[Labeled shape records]

====

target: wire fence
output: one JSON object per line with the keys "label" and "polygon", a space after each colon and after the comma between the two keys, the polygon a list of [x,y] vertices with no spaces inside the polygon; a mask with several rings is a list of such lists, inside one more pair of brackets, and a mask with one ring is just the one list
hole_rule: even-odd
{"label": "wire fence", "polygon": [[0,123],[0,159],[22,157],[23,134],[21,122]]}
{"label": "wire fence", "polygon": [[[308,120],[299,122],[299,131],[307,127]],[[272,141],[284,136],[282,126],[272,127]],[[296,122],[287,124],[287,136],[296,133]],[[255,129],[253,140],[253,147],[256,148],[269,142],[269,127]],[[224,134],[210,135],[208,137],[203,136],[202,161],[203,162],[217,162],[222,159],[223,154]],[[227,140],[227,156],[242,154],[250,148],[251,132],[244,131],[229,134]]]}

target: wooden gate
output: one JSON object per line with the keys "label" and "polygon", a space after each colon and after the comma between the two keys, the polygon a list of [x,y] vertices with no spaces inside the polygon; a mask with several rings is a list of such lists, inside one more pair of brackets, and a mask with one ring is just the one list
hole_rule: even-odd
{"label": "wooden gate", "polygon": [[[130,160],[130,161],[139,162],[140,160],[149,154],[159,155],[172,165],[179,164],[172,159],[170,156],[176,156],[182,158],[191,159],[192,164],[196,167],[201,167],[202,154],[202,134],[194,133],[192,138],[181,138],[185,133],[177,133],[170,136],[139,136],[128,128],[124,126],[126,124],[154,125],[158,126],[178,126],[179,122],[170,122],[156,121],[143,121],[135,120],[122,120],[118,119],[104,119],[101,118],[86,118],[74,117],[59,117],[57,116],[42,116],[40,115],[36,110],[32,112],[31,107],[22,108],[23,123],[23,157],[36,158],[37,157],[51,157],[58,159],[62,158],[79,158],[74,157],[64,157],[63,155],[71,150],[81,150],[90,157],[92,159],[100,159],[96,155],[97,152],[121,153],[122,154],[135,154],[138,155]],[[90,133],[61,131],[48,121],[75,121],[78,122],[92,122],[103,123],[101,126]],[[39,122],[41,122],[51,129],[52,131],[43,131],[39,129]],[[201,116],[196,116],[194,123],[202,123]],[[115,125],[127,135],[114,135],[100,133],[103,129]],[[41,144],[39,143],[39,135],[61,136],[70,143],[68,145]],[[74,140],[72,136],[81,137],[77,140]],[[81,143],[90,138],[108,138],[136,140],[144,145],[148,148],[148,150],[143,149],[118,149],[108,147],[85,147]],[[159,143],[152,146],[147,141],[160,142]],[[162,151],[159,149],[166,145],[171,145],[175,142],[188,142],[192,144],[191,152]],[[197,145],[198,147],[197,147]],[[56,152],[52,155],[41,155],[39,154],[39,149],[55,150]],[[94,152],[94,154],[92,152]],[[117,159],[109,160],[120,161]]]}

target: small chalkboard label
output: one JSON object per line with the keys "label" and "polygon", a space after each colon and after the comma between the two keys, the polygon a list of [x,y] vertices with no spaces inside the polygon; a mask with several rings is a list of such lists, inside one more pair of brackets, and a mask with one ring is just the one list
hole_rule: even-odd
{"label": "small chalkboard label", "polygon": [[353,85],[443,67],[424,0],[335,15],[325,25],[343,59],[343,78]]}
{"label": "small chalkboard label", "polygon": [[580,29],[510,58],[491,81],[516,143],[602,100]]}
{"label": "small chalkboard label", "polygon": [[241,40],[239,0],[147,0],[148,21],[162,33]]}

====

**DIRECTIONS FOR THIS TASK:** Copy the material above line for line, with no changes.

**ANSWER TO THE TASK:**
target: wire fence
output: one JSON object per line with the keys "label" and "polygon", a space after each colon and after the comma between the two keys, the polygon a list of [x,y] vertices with no spaces inside the polygon; a mask with several rings is a list of such lists, inside one more pair of brackets, and a mask with one ring is just the one list
hole_rule: even-odd
{"label": "wire fence", "polygon": [[0,123],[0,159],[22,157],[23,134],[21,122]]}
{"label": "wire fence", "polygon": [[[308,120],[299,122],[299,131],[307,127]],[[272,141],[284,136],[282,126],[272,127]],[[296,122],[287,124],[287,136],[296,133]],[[255,129],[253,140],[253,147],[256,148],[269,142],[269,127]],[[224,134],[210,135],[208,137],[203,136],[202,161],[203,162],[217,162],[222,159],[223,154]],[[227,140],[227,156],[242,154],[250,148],[251,132],[244,131],[229,134]]]}

target: wooden gate
output: one JSON object per line with the keys "label" and "polygon", a space after each colon and after the comma between the two keys, the polygon a list of [x,y] vertices with no spaces inside the polygon; a mask with several rings is a list of such lists, inside one more pair of brackets, and a mask with one ring is just the one list
hole_rule: even-odd
{"label": "wooden gate", "polygon": [[[130,160],[130,161],[139,162],[140,160],[149,154],[159,155],[172,165],[179,164],[172,159],[170,156],[176,156],[182,158],[191,159],[192,164],[196,167],[201,167],[202,154],[202,134],[194,133],[192,138],[181,138],[185,133],[177,133],[170,136],[139,136],[128,128],[124,126],[126,124],[154,125],[158,126],[178,126],[179,122],[170,122],[156,121],[143,121],[135,120],[122,120],[118,119],[104,119],[101,118],[86,118],[74,117],[59,117],[57,116],[42,116],[40,115],[36,110],[32,112],[31,107],[22,108],[23,123],[23,157],[36,158],[37,157],[51,157],[58,159],[62,158],[79,158],[74,157],[64,157],[63,155],[71,150],[81,150],[90,157],[92,159],[100,159],[96,155],[97,152],[121,153],[122,154],[135,154],[138,155]],[[90,133],[61,131],[48,121],[75,121],[78,122],[92,122],[103,123],[101,126]],[[39,122],[41,122],[51,129],[52,131],[43,131],[39,129]],[[201,116],[196,116],[194,123],[202,123]],[[115,125],[127,135],[114,135],[100,133],[103,129]],[[41,144],[39,143],[39,135],[61,136],[70,143],[68,145]],[[74,140],[72,136],[81,137],[77,140]],[[81,143],[90,138],[108,138],[136,140],[144,145],[148,148],[148,150],[143,149],[118,149],[108,147],[85,147]],[[159,143],[152,146],[147,141],[160,142]],[[162,151],[159,149],[166,145],[171,145],[175,142],[188,142],[192,144],[191,152]],[[197,145],[198,147],[197,147]],[[56,152],[52,155],[41,155],[39,154],[39,149],[55,150]],[[94,152],[94,154],[92,152]],[[117,159],[109,160],[120,161]]]}

target: small chalkboard label
output: one JSON object per line with the keys "label" and "polygon", a space after each colon and after the comma between the two keys, the polygon a list of [x,y] vertices with no spaces inside the polygon; a mask with several rings is a list of such lists, inside one more pair of brackets, and a mask with one ring is just the one list
hole_rule: even-odd
{"label": "small chalkboard label", "polygon": [[353,85],[443,67],[424,0],[335,15],[325,25],[343,59],[343,78]]}
{"label": "small chalkboard label", "polygon": [[580,29],[510,58],[491,81],[516,143],[602,100]]}
{"label": "small chalkboard label", "polygon": [[241,40],[239,0],[147,0],[148,21],[162,33]]}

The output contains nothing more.